Collected data entries:
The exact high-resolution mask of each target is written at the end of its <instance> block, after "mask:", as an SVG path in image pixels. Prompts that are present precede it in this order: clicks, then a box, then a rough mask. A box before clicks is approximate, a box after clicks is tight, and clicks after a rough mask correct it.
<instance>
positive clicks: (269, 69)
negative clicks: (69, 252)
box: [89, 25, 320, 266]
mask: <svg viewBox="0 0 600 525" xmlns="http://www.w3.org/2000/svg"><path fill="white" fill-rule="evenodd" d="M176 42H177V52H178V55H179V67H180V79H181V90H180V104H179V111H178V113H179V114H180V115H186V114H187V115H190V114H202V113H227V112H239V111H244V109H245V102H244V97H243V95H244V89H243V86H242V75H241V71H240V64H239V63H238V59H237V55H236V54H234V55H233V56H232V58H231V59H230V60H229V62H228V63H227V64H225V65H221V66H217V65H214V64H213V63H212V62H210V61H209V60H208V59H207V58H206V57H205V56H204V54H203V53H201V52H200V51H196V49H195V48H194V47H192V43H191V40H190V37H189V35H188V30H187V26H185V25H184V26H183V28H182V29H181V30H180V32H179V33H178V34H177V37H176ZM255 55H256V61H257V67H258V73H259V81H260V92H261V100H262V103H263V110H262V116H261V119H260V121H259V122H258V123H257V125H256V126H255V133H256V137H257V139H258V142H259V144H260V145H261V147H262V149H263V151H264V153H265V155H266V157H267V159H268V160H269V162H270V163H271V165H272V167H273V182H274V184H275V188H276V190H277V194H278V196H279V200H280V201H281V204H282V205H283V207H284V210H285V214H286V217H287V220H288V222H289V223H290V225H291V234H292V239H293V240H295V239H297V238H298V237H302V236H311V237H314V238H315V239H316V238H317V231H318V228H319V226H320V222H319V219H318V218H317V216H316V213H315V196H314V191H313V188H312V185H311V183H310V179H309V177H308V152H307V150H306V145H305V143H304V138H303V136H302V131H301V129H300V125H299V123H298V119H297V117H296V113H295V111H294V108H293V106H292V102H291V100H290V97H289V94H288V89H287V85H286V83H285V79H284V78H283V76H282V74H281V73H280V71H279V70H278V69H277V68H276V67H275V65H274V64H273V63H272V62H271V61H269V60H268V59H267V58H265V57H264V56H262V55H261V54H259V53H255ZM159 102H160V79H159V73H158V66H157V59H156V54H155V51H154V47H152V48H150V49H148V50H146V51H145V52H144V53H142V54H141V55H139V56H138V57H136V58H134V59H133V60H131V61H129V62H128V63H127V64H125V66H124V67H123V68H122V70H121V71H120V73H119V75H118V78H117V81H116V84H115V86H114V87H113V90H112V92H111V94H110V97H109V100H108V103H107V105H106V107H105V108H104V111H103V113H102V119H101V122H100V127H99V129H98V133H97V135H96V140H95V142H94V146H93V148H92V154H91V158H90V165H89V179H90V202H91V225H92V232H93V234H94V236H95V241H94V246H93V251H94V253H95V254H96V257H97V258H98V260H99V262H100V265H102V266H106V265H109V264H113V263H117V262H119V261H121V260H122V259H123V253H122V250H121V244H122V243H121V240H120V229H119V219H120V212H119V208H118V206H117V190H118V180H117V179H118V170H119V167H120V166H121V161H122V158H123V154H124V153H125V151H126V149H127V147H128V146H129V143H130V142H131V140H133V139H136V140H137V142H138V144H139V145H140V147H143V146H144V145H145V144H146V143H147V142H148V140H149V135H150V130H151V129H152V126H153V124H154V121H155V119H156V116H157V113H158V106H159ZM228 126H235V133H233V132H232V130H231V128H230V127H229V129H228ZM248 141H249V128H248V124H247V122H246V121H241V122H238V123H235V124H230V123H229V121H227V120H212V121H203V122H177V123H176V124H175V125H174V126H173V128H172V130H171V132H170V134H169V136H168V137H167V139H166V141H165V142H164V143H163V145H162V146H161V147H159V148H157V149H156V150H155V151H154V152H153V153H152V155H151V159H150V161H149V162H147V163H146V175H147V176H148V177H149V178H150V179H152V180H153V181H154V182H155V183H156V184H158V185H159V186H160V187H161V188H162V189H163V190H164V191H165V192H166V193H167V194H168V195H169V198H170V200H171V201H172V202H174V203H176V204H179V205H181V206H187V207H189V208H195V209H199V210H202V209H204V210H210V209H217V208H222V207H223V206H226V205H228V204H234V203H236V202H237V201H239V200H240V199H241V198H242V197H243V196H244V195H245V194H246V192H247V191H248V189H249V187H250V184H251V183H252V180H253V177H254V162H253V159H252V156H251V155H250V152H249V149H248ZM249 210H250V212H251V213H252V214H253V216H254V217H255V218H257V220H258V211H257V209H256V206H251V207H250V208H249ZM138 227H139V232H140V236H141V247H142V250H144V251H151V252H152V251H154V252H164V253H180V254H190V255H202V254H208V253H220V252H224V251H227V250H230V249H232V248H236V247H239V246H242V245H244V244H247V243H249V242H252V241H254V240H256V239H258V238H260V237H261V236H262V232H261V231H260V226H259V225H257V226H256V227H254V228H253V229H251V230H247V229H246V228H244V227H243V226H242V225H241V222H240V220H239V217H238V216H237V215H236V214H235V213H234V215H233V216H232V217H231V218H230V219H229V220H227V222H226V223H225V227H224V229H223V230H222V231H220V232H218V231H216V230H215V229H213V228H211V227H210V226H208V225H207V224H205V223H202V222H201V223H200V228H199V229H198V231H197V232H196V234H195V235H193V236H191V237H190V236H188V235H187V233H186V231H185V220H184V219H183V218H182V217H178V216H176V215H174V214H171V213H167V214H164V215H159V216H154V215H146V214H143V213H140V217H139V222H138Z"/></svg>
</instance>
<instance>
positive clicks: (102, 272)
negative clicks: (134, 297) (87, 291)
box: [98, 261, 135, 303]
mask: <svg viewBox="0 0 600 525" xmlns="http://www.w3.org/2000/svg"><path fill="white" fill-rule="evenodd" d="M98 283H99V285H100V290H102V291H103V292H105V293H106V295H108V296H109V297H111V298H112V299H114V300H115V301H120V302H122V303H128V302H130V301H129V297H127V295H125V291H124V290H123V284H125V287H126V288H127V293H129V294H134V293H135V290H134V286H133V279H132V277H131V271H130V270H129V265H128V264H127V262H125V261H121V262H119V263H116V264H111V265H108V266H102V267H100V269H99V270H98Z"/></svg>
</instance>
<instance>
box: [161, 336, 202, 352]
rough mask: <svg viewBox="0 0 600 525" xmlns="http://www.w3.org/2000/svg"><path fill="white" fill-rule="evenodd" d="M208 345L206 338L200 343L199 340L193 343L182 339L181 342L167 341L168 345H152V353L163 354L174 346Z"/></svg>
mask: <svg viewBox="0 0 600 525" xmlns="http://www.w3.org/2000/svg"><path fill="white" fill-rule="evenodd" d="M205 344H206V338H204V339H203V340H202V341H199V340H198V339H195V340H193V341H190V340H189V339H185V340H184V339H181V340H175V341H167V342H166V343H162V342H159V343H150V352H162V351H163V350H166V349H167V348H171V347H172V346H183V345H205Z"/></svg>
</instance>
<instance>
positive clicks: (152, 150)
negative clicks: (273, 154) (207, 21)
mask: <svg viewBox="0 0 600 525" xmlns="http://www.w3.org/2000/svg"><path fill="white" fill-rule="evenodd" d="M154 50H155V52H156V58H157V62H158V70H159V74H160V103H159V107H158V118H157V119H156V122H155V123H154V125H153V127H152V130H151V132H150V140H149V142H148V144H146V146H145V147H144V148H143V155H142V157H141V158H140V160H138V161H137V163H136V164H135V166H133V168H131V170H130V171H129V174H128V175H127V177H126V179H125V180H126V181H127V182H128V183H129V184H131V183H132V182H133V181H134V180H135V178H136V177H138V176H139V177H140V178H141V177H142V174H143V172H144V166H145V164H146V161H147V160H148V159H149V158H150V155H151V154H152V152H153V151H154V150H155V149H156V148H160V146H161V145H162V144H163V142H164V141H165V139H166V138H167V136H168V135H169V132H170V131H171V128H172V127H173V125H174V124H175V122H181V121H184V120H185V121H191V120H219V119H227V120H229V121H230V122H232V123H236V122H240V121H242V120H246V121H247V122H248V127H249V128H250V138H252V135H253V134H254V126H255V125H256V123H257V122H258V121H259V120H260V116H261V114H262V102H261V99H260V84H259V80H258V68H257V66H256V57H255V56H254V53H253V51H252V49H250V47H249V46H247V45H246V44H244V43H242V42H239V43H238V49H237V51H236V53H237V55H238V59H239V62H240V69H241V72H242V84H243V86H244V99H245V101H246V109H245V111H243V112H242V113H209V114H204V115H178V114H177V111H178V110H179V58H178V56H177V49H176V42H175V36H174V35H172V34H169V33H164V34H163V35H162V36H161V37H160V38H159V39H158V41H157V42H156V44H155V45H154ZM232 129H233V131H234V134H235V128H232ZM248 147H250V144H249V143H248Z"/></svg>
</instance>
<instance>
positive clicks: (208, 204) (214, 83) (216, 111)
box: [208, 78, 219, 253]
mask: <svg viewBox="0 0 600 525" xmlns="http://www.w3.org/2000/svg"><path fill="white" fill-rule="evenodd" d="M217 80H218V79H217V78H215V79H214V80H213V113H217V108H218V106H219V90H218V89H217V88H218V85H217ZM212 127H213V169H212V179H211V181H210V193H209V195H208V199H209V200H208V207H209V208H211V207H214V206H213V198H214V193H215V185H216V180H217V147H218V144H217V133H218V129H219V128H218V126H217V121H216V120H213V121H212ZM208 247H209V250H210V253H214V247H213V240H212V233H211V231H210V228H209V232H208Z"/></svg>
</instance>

# Exercise goal
Reproduce every line from the start of the records down to the line containing "box: [89, 25, 320, 266]", both ends included, without changing anything.

# Answer to this task
The exact high-resolution mask of each target is written at the end of its <instance> block, after "mask:", as an SVG path in image pixels. Prompts that are present precede it in this order: clicks, then a box, then a rough mask. A box before clicks is approximate, a box after clicks is tight, and clicks after a rough mask correct it.
<instance>
positive clicks: (269, 69)
negative clicks: (69, 252)
box: [89, 25, 320, 266]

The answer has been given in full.